The problem: Rewrite every item, replacing "window with white frame" with "white-framed window" and leaving everything else unchanged.
┌──
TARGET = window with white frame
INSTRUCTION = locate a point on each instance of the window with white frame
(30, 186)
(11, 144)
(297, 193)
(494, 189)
└──
Task response:
TARGET = white-framed window
INSTRUCTION = locate a point on each instance of the white-framed window
(30, 186)
(11, 144)
(297, 193)
(494, 189)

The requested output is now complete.